+++ SOURCE DATA
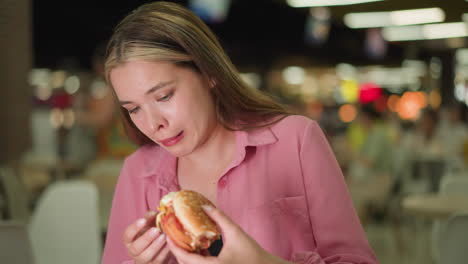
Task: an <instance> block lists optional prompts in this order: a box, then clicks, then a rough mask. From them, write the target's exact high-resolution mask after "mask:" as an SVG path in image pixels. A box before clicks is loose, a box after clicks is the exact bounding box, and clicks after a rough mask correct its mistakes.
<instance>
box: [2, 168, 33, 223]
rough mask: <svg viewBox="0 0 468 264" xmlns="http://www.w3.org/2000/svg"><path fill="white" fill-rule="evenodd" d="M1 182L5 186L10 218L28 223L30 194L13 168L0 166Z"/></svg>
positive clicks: (28, 218) (7, 204)
mask: <svg viewBox="0 0 468 264" xmlns="http://www.w3.org/2000/svg"><path fill="white" fill-rule="evenodd" d="M0 182H1V184H2V185H3V187H4V188H5V194H6V197H5V198H6V203H5V205H6V208H7V210H6V211H7V214H8V218H9V219H11V220H15V221H22V222H24V223H27V222H28V220H29V208H28V194H27V192H26V189H25V188H24V186H23V184H22V182H21V180H20V179H19V176H18V175H17V174H16V173H14V171H13V169H11V168H7V167H0Z"/></svg>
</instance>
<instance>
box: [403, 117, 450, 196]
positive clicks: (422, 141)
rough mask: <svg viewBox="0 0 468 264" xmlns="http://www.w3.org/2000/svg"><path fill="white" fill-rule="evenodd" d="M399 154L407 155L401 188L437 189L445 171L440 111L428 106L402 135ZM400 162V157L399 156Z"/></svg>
mask: <svg viewBox="0 0 468 264" xmlns="http://www.w3.org/2000/svg"><path fill="white" fill-rule="evenodd" d="M400 148H401V149H400V155H401V156H402V157H407V159H406V160H405V164H403V163H402V164H400V166H401V167H403V168H405V169H406V170H407V171H402V172H401V173H402V175H403V177H405V178H403V179H402V191H403V192H404V193H419V192H430V191H437V189H438V183H439V181H440V177H441V176H442V174H443V172H444V170H445V157H444V153H445V144H444V141H443V138H442V136H441V129H440V125H439V113H438V112H437V111H436V110H433V109H430V108H426V109H424V110H423V112H422V114H421V116H420V118H419V120H417V122H416V123H415V124H414V126H413V127H412V128H410V129H409V130H408V131H407V132H406V133H405V134H404V135H403V137H402V138H401V147H400ZM400 161H401V159H400Z"/></svg>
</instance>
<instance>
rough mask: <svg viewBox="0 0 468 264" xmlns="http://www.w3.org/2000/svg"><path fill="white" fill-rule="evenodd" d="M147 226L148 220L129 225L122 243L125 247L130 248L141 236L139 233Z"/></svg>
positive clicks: (126, 228) (127, 228)
mask: <svg viewBox="0 0 468 264" xmlns="http://www.w3.org/2000/svg"><path fill="white" fill-rule="evenodd" d="M145 225H146V219H144V218H141V219H138V220H137V221H135V222H134V223H133V224H131V225H129V226H128V227H127V228H126V229H125V231H124V233H123V237H122V241H123V243H124V245H125V246H127V247H128V246H129V245H130V244H131V243H132V242H133V241H134V240H135V239H136V238H137V237H138V236H139V235H138V234H139V232H140V231H141V230H142V229H143V227H144V226H145Z"/></svg>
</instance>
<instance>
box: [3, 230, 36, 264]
mask: <svg viewBox="0 0 468 264" xmlns="http://www.w3.org/2000/svg"><path fill="white" fill-rule="evenodd" d="M0 261H1V262H2V263H15V264H34V257H33V253H32V249H31V241H30V240H29V236H28V229H27V226H26V224H25V223H23V222H13V221H9V222H0Z"/></svg>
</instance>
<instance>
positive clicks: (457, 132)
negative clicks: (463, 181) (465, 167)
mask: <svg viewBox="0 0 468 264" xmlns="http://www.w3.org/2000/svg"><path fill="white" fill-rule="evenodd" d="M465 109H466V106H464V105H462V104H451V105H450V106H449V107H448V109H447V111H446V113H445V114H446V115H447V117H446V120H445V122H443V123H442V122H441V123H442V124H441V131H440V134H441V141H442V144H443V147H444V149H443V152H444V159H445V162H446V165H447V171H448V172H450V171H456V170H462V169H463V168H464V167H465V166H466V164H465V161H464V146H465V145H466V144H467V143H468V126H467V124H466V123H465V122H464V119H463V111H464V110H465Z"/></svg>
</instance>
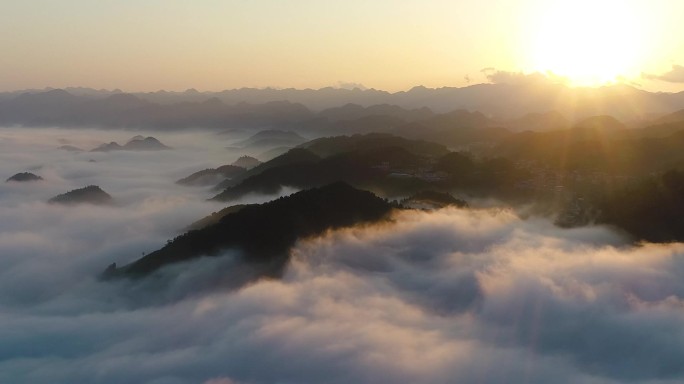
++++++
WORK TO COMPLETE: How many lines of the data above contain the string "rough"? Case counts; state only the number.

TASK RESULT: 4